#### QUOTED PASSAGE
————————

Dr. Peter Whitehouse lists in his Myth book much “integrative medicine” and has for more than 13 years directed the Office of Integrative Studies at Case Western Reserve in Cleveland.

He integrates the power of spirituality, homeopathy, yoga, meditation and acpuncture, with herbs and naturopathy.

Ask for help

A wealth of drugs to treat dementia and Alzheimer’s has hit the market, including Aricept, Flurizan, Hydergine, Namenda, Razadyne, Piracetam and others.

If you recognize memory decline and feel it’s time to seek an appointment for yourself or a loved one, be sure to use the resources at your disposal. Think of this as an opportunity to intervene and arrest progression. Remember you are in control of the situation and the earlier you are on the case, the better to take action; the ball is in your court.

Call your insurance company to check your coverage and seek out a highly recommended physician, perhaps checking with your primary doctor first.

As I compose this, my wife has seen fit to critique me on occasion and mention wisely I am now writing things that anyone can obtain from a computer or most news programs. But I realize I am forever the teacher and if I can be a contributor instead of a victim then this narrative will be well worth the effort.

————————

#### RECORD SET

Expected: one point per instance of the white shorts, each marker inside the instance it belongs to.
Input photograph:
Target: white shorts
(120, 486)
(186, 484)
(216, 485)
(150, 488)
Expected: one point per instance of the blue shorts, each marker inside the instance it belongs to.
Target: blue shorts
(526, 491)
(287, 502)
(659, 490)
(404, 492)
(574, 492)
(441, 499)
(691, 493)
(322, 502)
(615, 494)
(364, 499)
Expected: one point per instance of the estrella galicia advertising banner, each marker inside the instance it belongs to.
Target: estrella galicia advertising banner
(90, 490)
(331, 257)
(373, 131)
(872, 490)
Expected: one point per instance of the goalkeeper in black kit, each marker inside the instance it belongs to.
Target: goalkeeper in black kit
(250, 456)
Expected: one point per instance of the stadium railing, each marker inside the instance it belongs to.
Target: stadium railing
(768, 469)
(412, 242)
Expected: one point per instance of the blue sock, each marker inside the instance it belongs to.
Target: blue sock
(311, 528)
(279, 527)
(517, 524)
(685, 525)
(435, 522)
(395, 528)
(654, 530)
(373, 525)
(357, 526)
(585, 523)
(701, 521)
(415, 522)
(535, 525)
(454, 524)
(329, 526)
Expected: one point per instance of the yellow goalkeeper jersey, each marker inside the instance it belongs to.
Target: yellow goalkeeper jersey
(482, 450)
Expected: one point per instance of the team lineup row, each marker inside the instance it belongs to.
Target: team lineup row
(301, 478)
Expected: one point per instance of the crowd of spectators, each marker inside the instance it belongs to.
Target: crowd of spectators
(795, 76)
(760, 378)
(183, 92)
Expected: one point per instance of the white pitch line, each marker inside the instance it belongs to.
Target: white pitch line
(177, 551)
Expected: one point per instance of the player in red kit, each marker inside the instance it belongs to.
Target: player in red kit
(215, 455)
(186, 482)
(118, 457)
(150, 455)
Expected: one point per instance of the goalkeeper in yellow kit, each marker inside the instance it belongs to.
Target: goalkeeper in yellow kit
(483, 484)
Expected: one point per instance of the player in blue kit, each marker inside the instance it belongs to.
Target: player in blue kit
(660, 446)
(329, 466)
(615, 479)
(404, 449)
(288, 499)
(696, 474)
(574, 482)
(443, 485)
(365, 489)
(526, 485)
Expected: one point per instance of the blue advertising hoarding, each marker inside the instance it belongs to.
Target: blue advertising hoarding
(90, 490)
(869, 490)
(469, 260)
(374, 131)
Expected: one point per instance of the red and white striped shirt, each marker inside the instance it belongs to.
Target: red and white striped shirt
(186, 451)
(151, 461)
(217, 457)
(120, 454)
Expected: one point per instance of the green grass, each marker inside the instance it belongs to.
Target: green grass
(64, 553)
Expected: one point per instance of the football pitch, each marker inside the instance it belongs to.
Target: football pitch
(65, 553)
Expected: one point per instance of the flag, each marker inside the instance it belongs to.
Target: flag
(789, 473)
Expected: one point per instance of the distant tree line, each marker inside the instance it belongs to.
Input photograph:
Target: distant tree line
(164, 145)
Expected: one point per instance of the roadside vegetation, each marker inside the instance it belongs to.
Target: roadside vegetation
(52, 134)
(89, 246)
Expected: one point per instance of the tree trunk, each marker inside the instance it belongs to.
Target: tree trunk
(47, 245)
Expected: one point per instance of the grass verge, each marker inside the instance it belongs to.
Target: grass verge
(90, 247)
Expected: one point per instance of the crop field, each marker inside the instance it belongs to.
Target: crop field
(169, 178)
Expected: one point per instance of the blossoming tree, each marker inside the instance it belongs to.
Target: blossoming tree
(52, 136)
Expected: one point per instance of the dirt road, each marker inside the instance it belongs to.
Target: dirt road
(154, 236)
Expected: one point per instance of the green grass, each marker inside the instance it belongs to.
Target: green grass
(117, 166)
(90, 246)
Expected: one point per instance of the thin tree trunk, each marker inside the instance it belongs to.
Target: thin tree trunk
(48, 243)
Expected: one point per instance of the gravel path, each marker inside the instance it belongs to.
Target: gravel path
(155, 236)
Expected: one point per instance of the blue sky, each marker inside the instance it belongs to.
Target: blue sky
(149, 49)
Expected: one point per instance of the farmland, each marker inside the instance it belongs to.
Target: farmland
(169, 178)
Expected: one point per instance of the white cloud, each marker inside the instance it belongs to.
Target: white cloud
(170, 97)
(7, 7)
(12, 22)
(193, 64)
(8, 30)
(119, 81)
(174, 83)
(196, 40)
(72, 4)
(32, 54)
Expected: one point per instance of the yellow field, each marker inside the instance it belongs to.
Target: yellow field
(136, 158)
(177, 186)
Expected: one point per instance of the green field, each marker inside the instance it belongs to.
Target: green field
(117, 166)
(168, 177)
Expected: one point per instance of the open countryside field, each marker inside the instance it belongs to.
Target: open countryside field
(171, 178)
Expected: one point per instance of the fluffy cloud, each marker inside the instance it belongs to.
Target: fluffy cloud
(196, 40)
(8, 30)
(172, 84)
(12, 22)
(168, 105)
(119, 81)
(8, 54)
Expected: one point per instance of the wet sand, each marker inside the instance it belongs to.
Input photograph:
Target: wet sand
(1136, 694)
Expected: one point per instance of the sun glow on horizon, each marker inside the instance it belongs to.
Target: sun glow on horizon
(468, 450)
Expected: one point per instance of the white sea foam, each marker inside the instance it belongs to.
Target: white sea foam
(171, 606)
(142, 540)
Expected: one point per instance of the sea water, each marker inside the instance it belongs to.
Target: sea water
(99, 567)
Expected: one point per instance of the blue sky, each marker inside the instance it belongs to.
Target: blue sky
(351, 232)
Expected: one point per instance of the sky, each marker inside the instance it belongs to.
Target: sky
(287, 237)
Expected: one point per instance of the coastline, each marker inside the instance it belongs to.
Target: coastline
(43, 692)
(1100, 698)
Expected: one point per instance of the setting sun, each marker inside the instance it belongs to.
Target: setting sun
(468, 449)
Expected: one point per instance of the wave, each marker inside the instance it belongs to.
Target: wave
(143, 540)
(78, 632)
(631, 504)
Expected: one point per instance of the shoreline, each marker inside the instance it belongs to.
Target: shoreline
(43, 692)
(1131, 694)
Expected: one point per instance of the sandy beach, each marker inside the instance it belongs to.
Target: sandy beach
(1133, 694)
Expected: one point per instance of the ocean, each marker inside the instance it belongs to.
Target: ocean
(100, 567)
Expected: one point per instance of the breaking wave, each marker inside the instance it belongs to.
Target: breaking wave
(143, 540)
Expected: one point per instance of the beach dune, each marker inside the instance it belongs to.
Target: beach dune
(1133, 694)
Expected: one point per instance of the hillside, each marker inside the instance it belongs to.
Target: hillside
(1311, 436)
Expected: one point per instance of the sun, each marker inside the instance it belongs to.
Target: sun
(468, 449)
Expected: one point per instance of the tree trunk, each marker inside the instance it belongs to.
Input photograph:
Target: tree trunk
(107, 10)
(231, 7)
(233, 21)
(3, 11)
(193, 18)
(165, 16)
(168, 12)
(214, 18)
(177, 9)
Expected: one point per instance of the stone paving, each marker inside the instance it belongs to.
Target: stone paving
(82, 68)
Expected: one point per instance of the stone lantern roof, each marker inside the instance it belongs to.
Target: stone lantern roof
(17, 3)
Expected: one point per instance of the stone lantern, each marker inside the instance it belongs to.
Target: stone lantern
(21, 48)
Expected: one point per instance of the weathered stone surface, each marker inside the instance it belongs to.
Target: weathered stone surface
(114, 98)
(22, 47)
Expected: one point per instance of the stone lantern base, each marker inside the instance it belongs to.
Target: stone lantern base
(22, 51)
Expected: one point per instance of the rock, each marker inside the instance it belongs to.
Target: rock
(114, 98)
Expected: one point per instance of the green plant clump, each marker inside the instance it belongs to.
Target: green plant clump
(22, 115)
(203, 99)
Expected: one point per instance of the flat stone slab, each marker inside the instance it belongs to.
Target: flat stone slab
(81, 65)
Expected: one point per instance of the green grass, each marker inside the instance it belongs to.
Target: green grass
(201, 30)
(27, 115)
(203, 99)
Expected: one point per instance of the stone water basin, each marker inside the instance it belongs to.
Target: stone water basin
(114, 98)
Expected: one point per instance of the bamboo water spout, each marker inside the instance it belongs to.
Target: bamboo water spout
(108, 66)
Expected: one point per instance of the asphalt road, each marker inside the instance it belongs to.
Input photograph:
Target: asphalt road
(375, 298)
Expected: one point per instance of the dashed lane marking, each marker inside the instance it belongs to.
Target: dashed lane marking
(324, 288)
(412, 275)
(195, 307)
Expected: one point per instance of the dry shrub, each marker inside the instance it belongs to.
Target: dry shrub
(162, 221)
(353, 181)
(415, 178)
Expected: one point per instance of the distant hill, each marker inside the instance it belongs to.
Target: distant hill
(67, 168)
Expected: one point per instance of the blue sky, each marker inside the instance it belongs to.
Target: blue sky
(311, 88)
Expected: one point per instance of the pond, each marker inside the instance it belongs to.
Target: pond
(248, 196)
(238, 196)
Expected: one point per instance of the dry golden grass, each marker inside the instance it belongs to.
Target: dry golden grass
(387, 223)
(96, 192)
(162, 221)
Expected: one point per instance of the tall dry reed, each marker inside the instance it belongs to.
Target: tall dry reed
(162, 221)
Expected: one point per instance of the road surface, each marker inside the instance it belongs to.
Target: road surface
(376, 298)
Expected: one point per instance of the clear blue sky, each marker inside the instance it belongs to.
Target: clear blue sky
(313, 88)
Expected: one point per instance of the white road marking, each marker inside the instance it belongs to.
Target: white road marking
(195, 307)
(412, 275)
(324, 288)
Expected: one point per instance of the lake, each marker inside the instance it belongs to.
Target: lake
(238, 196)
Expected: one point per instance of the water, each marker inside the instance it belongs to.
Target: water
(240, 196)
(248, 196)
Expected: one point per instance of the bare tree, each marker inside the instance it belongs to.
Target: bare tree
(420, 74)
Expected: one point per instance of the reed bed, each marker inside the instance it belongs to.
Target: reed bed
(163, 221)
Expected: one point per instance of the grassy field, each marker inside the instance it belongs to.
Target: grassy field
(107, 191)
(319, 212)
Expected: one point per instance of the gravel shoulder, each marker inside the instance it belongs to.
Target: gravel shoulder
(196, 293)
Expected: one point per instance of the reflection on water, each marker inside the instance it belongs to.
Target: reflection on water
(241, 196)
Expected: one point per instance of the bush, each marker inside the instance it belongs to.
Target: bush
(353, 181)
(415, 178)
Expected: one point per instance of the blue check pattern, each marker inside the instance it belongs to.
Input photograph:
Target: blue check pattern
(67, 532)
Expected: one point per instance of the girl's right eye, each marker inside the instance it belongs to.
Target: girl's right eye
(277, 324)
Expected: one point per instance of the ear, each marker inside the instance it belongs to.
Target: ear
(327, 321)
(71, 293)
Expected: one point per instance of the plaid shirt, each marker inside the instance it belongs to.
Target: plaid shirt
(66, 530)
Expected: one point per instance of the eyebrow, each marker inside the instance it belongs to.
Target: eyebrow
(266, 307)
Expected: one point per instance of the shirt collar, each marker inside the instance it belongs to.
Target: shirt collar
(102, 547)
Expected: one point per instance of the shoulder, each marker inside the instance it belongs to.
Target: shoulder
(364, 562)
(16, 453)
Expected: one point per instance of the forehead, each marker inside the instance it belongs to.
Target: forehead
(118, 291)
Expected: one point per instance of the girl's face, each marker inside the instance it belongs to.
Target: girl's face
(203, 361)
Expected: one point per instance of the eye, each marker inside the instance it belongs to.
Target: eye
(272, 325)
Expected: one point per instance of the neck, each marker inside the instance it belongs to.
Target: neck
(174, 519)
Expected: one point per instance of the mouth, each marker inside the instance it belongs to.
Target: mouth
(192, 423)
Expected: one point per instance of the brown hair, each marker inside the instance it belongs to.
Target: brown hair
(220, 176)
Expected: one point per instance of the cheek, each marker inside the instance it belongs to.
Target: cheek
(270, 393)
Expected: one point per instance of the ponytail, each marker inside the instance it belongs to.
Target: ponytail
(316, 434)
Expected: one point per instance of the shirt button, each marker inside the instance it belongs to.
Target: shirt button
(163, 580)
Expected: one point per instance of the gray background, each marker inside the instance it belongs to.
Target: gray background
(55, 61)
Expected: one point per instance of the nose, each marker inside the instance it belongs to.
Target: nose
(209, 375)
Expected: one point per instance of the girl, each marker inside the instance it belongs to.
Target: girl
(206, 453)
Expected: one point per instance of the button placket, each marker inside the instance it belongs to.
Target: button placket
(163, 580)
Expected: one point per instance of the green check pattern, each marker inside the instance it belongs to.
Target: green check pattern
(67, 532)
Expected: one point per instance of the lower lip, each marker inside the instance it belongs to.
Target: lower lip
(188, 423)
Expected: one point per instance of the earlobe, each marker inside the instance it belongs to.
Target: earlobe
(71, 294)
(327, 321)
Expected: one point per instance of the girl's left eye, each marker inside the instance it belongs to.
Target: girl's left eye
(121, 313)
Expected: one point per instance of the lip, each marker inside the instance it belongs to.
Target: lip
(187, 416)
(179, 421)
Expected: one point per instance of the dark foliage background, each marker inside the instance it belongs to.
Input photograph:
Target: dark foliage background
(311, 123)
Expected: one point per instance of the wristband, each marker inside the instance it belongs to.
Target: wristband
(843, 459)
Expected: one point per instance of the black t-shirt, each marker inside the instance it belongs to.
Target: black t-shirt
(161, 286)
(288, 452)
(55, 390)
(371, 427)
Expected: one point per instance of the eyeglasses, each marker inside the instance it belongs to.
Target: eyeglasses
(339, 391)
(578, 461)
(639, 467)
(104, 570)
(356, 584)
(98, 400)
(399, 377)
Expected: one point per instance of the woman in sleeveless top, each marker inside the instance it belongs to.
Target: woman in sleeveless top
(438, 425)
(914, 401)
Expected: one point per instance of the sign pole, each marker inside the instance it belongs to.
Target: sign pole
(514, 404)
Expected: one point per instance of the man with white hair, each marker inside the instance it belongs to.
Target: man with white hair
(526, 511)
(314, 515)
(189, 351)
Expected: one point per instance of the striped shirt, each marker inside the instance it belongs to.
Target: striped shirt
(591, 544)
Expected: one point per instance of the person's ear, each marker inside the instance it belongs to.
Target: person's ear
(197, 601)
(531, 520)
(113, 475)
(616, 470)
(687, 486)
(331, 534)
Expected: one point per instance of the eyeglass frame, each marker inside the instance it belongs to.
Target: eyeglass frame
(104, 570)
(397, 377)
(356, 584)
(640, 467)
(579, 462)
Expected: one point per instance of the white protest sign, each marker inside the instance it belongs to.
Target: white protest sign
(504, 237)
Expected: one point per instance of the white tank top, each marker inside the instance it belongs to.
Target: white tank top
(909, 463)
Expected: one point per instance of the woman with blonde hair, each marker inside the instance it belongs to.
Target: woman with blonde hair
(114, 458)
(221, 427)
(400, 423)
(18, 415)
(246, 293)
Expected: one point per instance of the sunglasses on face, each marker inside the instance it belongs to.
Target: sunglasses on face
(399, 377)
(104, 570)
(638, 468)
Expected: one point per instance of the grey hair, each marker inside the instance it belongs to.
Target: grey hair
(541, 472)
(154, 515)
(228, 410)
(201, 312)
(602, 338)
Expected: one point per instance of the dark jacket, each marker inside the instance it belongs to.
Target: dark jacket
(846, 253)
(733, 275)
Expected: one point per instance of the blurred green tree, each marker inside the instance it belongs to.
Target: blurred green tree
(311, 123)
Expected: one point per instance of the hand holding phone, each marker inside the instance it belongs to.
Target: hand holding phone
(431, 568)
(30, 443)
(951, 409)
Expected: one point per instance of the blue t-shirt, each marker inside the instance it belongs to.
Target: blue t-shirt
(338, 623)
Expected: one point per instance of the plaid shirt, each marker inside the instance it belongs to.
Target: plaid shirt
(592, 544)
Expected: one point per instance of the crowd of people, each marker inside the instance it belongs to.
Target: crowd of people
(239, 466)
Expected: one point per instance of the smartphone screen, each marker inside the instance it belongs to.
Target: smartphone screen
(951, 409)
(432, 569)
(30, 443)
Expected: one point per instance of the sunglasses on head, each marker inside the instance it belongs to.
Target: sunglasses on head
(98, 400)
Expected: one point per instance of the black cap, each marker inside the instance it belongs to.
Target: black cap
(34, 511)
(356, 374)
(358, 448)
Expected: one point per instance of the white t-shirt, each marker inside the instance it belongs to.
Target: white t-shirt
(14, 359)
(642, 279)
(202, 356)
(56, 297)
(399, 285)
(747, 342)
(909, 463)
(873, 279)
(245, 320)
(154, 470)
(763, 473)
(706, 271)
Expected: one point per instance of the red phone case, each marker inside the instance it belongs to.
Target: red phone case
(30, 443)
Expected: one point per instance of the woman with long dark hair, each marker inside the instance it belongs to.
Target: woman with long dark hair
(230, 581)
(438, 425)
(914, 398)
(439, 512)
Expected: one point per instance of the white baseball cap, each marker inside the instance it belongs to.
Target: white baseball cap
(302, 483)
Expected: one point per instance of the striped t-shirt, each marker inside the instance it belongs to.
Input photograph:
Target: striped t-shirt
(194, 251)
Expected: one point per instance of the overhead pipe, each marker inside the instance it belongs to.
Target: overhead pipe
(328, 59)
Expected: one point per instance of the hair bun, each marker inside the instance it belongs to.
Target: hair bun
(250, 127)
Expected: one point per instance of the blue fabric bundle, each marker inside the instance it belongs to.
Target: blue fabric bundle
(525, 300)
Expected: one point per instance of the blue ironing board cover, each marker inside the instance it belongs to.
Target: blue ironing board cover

————————

#### WORK REQUEST 1
According to the passage on memory decline, for how long has Dr. Peter Whitehouse directed the Office of Integrative Studies at Case Western Reserve?
#### WORK REQUEST 2
Reproduce the passage on memory decline from "If you recognize" up to and including "in your court.".
#### WORK REQUEST 3
Carry on writing the passage on memory decline, beginning after its final sentence.
The material is separate from the passage on memory decline.

#### RESPONSE AREA 1
For more than 13 years.

#### RESPONSE AREA 2
If you recognize memory decline and feel it’s time to seek an appointment for yourself or a loved one, be sure to use the resources at your disposal. Think of this as an opportunity to intervene and arrest progression. Remember you are in control of the situation and the earlier you are on the case, the better to take action; the ball is in your court.

#### RESPONSE AREA 3
Enjoy a laugh

So, remember all of you facing a puzzling situation: Stop pacing the aisles and counting the miles. That won’t cut it. Instead, take time to laugh because laughter is the music of the soul.

Get in the game: Take advantage of what is remaining of your precious time on this earth. To quote Thoreau: “I went to the woods because I wanted to live deliberately. I wanted to live deep and suck out all the meaning of life! To put to rest all that was not life and not, when I came to die discover that I had not lived.”

If this existence is the sum total of our experiences, we should always seek out the most memorable experiences we can. Most of these are centered on people we love or have loved. This may be where families play major roles, especially if some issue is rearing its ugly head. Pat Conroy had a beautiful line toward the end of his book, “Prince of Tides:” In families, there are no crimes beyond forgiveness but it is the mystery of life that sustains me now.”

It is so very precious and still an enigma at times. It slips away like mist under the sun. Yes, life is so beautiful that death has fallen in love with it. A jealous possessive love that grabs at what it can but life leaps over oblivion lightly, losing only a thing or two of no importance, and gloom is but the passing of a cloud.

A lifelong friend lost his son recently; he was 39, a suicide. I found the eulogy extremely hard to deliver as we tend to think that death is reserved for people my age with ravaged minds and aging bodies. I knew this gracious, highly intelligent young man from his birth and realized the mind can play tricks on the best of souls. Savor the moment because tomorrow could be yesterday.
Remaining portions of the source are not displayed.